#### EXCERPT ####
Cut them off or reduce them very significantly.
Or maybe we should look at transfer payments.
You didn't answer my question about whether any union would meet your criteria for being non-corrupt. And do you expect everyone who joins the union to do an investigation of its corruption and come to the same conclusions as you? Should we just take it as given that you think no one with a union pension should be able to collect on that pension because they're guilty of complicity in "union corruption"?
Okay. I say that glibly: at one time I would have been willing to take a personal hit in the form of reduced or no Social Security for myself if it would "fix" SS. Now I am too jaded to believe that's being anything other than a chump. But sure, at some point transfer payments are definitely going to have to be cut/reduced, and I bitterly hope it's not until after I'm dead.
Or we could look at both and not just go for your low-hanging emotionally satisfying culture war targets.
I don't know if any union would meet my criteria for being non-corrupt. Nor do I care if those who join the union do an investigation. These questions are irrelevant; if the pension was obtained corruptly, it does not become non-corrupt through either the honest or willful ignorance of the beneficiaries.
#### GIVEN DATA ####
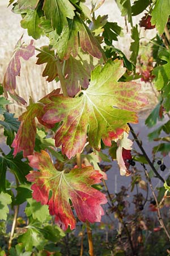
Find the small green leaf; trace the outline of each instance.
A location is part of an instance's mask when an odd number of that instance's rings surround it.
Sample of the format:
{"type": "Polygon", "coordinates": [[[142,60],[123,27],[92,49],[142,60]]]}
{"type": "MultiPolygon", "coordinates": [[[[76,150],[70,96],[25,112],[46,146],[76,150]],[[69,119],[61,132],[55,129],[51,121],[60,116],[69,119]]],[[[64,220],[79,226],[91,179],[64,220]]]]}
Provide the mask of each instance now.
{"type": "Polygon", "coordinates": [[[32,198],[28,199],[27,201],[28,204],[25,210],[27,216],[32,215],[33,219],[37,219],[41,222],[44,222],[49,216],[47,205],[42,205],[40,203],[37,202],[32,198]]]}
{"type": "Polygon", "coordinates": [[[139,49],[139,33],[138,30],[138,25],[133,27],[131,30],[131,37],[134,42],[130,44],[130,51],[132,52],[130,60],[134,64],[136,64],[139,49]]]}
{"type": "Polygon", "coordinates": [[[170,0],[157,0],[151,15],[151,24],[155,25],[161,35],[164,32],[170,15],[170,0]]]}
{"type": "Polygon", "coordinates": [[[2,192],[0,194],[0,220],[6,220],[9,208],[7,204],[12,202],[11,196],[2,192]]]}
{"type": "Polygon", "coordinates": [[[0,125],[4,127],[4,135],[7,137],[6,143],[11,146],[15,137],[15,133],[17,133],[20,122],[14,117],[14,114],[8,112],[3,114],[4,120],[0,121],[0,125]]]}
####
ACTIONS TO TAKE =>
- 1) In the union pension discussion, what was one writer once willing to accept if it would "fix" Social Security?
- 2) Please quote the union pension discussion word for word, the stretch from "Okay. I say" through "after I'm dead.".
- 3) Write what comes next in the union pension discussion, picking up after its last sentence.

TASK RESPONSES =>
- 1) A personal hit in the form of reduced or no Social Security.

- 2)
Okay. I say that glibly: at one time I would have been willing to take a personal hit in the form of reduced or no Social Security for myself if it would "fix" SS. Now I am too jaded to believe that's being anything other than a chump. But sure, at some point transfer payments are definitely going to have to be cut/reduced, and I bitterly hope it's not until after I'm dead.

- 3)
You can certainly start a thread talking about Afghanistan or peso-buying. But when transfer payments are brought up and you want to talk about Afghanistan and Argentina instead, it sure looks like a distraction away from transfer payments.
That's a fully generalizable statement. People can argue any benefit you receive is because of some form of upstream corruption. The point is not to whatabout the point about union corruption and whether or not any pension would meet your standards for legitimacy. The point is you can't just abdicate on legal obligations because you don't like how they were created.
Or rather, you can, but you will sometimes be the whom and not the who.
But I'm taking to the wind. We're now burning down anything and everything if it hurts people we don't like. This will end well.
That people can argue something doesn't make it fully generalizable; it's if the argument "works" regardless of the underlying facts which makes it fully generalizable.
Eh, I can't, but the government certainly can. The contracts clause is dead.